| Source passage |

--- Begin ---

The possibility that socially-coordinated cartels (rather than reliance on conventional market transactions) may be being put into place to promote the 'profitability' of state-favoured enterprises and banks is suggested by:

  • the massive boost in China's corporate profits / savings from 2003 that was described by The Myth of Chinese Savings;
  • the pre-GFC balance-sheet health of Asia's corporate and banking sectors [1], when this faces massive cultural obstacles through Western-style business techniques,
  • claims of such rigging by Eammon Fingleton, a close Japan-based observer of the region;
  • the increased concentration on larger enterprises, and the credit constraints facing SMEs which the IMF reported [1]

China's 2009 responses to the GFC may be consistent with a desire to create a new China-centred trade / tribute empire as speculated above - though this is by no means certain. Steps taken have had the effect of::

  • boosting growth within such a potential China-centred 'world' (both in China itself, in potential 'tributaries' and in developing countries) presumably in order to strengthen demand for its products from other than the US (and other 'capitalist' countries);
  • potentially retaining socially-coordinated control of economic and financial transactions within such a 'world';
  • establishing special financial centre and financial institutions  - perhaps so that (hopefully) small amounts of profit-seeking investment to cope with any net current account deficits that arise can be officially controlled while giving the impression of financial profitability;
  • making it harder for anyone (especially the US which has favoured a different approach) to create an effective global financial system.
Specifically it is noted (eg see Doing China's Own Thing?) that:
  • China has made no attempt to reform its economic / financial system on Western principles. Emphasis has continued to be placed on state-owned enterprises and state banks neither of which are noted for taking Western-style approaches to profitability seriously - and the environment for private enterprise is very poor;
  • foreign banks have started operating profitably in China arguably because of the same sort of market-rigging by cartels that allows state-owned enterprises to appear profitable;
  • domestic consumption has been moderately boosted;
  • significant amounts of China's foreign exchange reserves have been diversified away from $US. In particular, reserves have been used to: (a) make loans to key trading partners; (b) acquire businesses; (c) stockpile commodities; (d) acquire future key energy / commodity inputs; and (e) gain support;
  • proposals have been presented for the development of Shanghai as a international financial centre with 'Chinese characteristics' - perhaps involving regulatory reforms and creating a market for $US denominated bonds;
  • proposals exist to upgrade established industrial regions on China's coast to succeed on the basis of independent innovation - while transferring traditional industries inland;
  • the use of the Yuan has been encouraged as an international trade currency amongst  key trading partners;
  • concern has been expressed about reliance on the $US as the global reserve currency with SDR's issued by IMF suggested as an alternative. Concern has also been expressed about the need to rely on US demand;
  • the Ministry for State Security was reportedly placed in charge of China's economic dealings - a move which could be expected to dramatically curtail foreign commercial involvement within China.

China's efforts in late 2009 to subvert United Nations talks intended to negotiate an international agreement on responding to climate change may indicate the start of an attempt to limit the effectiveness of global institutions which operate (as the UN has sought to do) on Western-style political principles and perhaps establish alternative 'Asian-style' machinery.

--- End ---

| Actions to take |
1. Please retype the commentary on China's economic strategy between "China's efforts in" and "alternative 'Asian-style' machinery.", inclusive.
2. Extend the commentary on China's economic strategy past its final sentence.

| Pointing and labeling data |
--- Begin ---

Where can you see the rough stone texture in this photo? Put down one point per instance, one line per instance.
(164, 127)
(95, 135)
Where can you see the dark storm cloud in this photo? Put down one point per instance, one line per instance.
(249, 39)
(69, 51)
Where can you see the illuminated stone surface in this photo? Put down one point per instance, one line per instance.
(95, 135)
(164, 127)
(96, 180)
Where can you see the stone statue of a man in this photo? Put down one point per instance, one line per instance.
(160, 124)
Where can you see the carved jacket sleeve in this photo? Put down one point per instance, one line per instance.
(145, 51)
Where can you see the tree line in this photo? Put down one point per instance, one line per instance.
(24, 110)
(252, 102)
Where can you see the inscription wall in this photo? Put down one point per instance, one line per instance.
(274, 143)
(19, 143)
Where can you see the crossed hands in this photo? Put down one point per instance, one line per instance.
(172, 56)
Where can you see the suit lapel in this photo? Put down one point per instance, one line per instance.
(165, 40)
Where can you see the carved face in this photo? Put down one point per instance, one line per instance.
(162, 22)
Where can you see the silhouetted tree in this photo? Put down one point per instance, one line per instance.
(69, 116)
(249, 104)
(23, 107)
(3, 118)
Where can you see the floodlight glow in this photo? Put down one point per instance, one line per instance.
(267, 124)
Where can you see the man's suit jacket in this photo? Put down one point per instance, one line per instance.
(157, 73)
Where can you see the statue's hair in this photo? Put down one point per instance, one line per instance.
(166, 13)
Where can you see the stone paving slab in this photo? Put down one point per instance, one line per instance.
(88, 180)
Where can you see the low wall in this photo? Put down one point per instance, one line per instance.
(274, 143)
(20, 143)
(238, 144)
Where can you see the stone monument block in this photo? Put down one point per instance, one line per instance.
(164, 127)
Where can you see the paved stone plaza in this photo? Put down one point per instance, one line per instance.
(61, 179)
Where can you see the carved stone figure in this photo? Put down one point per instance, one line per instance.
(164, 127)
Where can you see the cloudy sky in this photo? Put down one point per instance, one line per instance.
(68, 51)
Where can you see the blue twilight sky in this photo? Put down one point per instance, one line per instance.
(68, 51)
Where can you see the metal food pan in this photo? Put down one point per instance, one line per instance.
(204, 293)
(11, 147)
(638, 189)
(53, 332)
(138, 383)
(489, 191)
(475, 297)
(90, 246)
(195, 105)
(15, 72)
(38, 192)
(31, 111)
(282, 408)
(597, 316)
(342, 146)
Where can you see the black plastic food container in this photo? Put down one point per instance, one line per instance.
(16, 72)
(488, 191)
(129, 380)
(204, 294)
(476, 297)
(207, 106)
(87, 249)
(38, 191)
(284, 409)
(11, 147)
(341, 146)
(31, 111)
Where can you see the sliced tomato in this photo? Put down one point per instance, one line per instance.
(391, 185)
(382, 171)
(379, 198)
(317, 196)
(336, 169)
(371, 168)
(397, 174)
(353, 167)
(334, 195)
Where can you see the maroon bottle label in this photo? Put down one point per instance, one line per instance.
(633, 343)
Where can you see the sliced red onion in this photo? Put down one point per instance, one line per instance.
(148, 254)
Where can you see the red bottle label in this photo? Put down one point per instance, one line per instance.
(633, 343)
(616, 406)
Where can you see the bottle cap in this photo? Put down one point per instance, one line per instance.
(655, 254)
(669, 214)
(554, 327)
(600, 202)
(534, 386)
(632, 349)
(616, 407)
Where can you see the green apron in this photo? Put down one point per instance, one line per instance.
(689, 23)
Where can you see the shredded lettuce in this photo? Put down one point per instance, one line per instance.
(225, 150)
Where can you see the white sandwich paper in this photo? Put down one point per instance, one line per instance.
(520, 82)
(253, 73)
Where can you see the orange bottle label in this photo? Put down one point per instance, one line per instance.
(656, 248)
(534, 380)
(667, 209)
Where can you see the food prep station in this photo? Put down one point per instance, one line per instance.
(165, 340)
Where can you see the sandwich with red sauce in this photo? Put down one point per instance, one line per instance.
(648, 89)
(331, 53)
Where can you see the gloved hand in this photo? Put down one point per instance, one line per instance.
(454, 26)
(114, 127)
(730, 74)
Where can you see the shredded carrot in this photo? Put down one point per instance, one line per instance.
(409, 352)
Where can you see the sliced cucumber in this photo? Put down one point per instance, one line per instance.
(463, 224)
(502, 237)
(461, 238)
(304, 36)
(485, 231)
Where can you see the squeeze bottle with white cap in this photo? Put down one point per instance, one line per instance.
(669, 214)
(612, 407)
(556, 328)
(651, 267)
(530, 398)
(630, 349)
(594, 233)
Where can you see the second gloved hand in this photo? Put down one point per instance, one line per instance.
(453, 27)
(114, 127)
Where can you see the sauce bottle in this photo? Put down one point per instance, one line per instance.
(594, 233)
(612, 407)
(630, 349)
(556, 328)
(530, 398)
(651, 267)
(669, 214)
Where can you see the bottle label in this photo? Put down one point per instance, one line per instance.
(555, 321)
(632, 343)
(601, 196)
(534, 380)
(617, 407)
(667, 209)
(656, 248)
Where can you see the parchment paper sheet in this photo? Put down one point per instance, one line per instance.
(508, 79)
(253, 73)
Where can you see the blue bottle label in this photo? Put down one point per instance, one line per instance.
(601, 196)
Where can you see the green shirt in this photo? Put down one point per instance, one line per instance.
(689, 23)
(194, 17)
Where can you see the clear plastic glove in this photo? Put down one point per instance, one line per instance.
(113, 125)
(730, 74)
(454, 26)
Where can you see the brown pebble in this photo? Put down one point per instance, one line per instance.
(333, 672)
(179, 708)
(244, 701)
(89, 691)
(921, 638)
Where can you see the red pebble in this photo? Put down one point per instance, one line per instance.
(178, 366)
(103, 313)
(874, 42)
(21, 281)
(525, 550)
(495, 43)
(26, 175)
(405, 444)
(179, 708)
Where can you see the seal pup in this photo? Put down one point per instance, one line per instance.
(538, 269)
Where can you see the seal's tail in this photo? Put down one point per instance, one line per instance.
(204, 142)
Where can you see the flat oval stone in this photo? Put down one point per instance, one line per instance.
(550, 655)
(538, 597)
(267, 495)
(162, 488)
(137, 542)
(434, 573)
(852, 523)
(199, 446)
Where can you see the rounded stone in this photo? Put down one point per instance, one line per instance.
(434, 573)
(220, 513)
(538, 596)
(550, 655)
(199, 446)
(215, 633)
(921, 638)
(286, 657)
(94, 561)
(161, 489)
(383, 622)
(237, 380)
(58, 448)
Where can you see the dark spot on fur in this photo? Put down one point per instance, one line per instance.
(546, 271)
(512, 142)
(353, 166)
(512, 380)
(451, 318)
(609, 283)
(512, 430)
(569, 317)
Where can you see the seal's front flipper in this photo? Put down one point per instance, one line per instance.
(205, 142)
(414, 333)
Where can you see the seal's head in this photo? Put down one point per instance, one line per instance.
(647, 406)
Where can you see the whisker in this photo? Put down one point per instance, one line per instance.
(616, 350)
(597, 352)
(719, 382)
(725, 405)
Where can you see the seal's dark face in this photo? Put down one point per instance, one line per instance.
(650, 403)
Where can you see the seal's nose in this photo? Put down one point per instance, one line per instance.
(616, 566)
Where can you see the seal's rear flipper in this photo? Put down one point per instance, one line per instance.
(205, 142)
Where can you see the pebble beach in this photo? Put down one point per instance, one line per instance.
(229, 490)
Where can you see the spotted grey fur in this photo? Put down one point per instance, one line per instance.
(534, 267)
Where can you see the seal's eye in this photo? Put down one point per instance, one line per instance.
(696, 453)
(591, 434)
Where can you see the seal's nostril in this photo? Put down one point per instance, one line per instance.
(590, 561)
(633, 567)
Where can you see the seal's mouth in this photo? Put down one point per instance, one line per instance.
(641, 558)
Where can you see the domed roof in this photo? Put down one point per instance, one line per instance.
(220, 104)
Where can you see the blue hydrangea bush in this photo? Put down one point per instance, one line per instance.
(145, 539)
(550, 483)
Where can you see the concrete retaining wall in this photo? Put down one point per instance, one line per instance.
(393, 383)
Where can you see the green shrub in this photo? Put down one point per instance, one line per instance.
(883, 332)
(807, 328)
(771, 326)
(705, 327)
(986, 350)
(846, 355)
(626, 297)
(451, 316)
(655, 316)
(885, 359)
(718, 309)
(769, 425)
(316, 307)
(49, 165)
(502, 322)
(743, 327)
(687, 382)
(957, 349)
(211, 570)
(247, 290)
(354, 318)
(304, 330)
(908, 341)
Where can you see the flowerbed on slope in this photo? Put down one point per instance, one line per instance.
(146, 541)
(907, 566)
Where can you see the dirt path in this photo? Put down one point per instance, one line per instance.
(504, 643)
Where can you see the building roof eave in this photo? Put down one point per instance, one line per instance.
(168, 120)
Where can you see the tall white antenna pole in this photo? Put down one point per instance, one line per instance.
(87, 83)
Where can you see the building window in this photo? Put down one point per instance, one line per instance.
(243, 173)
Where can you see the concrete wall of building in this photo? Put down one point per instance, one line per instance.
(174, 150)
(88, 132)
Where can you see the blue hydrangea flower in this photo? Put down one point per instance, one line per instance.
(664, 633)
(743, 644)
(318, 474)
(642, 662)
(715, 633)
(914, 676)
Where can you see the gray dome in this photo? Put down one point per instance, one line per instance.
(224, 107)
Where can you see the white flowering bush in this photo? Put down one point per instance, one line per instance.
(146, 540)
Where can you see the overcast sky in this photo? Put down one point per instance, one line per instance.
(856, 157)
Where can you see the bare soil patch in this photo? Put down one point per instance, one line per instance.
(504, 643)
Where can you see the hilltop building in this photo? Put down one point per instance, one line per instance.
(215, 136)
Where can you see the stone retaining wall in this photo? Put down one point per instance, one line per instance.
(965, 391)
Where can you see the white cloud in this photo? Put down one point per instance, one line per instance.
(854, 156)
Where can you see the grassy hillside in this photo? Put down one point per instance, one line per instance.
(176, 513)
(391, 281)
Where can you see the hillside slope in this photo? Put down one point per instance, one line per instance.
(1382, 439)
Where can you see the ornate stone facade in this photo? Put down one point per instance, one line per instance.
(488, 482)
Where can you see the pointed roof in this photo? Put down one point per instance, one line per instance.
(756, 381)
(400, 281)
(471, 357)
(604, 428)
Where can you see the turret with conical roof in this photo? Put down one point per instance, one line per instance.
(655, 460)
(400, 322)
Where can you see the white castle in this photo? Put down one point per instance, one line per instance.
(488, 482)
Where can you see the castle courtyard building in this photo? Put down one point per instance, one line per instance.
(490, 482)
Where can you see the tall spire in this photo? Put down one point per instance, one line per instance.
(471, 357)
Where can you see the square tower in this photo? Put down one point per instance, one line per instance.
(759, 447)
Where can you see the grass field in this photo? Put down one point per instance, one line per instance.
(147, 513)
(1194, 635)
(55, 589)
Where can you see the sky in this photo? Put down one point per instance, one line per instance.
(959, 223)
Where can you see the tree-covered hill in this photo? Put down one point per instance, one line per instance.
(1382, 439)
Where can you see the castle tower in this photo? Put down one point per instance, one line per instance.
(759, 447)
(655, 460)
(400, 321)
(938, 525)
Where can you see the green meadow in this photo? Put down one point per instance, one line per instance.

--- End ---

| Task-by-task answers |
1.
China's efforts in late 2009 to subvert United Nations talks intended to negotiate an international agreement on responding to climate change may indicate the start of an attempt to limit the effectiveness of global institutions which operate (as the UN has sought to do) on Western-style political principles and perhaps establish alternative 'Asian-style' machinery.

2.
Explanation:  In December 2009 it was noted that China's tactics at the UN's Copenhagen climate change summit appeared to be aimed at preventing any outcomes being achieved [1]. This reportedly involved:
  • a complete refusal to engage in talks;
  • China-engineered procedural blocking tactics (in conjunction with developing nations) to prevent political debate on draft resolutions by claiming that they were a plot to 'kill' the Kyoto Protocol;
  • the refusal of China's Premier to participate in talks with the US President - with a third-rank official substituting;
  • avoiding engagement by top political leaders for two weeks by insisting that everything had to be done by consensus amongst 192 countries;
  • encouraging involvement of a hardline Sudanese negotiator who described developed nation's approaches to climate change as like Nazism; endless rhetoric about historic responsibilities of the West and rants about the evils of capitalism - which meant that there was no top-level discussions about practical action.

This is significant because the UN has been based on Western-style political processes. The latter rely upon debate amongst representatives as the means of reaching decisions. This is incompatible with East Asian traditions in which:

  • entirely different assumptions are made about the feasibility of reaching appropriate decisions through rational debate (see East Asia);
  • political power is associated with NOT making decisions, but rather with having social subordinates who make them on behalf of the powerful (see Pye, Asian Power and Politics). An insistence on 'consensus' (amongst social subordinates) is compatible with these traditions.

While some observers suggest that China's obstructionism merely reflects an inward focus on its own needs [1, 2], the possibility that China might seek to develop alternative means for developing practical responses to international issues such as climate change through consensus amongst those countries whose elites accept a subordinate status within a China-centred 'tribute' system should be recognised.

The UN, it may be noted, has been ineffectual in dealing with global issues in any event (and for much of the previous decade the US, which originally took the lead role in setting up the UN, had emphasised unilateral rather than multilateral action - because of the US's apparent preference for trying to defeat ignorance on the battlefield rather than in the academe). China's new efforts to subvert UN machinery are likely to simply be further justifications for seeking serious reforms.

Though massive and difficult adjustments would be required in East Asia to adapt to the dominant global order (ie involving a rule of law and a capitalistic search for profit), there are reasons to suspect that the alternative outcome (despite its benefits) would involve short-term risk, would be not in the interests of ordinary Chinese people and would ultimately be ineffective.

In the short term the hypothesised  plan would involve a race against time. It would be vital to create alternative 'tame' markets within a China-centred trade / tribute regime before foreign exchange reserves became depleted - in an environment in which recovery by major past export markets was not assured, and the latter's ability / willingness to sustain large current account deficits would be limited.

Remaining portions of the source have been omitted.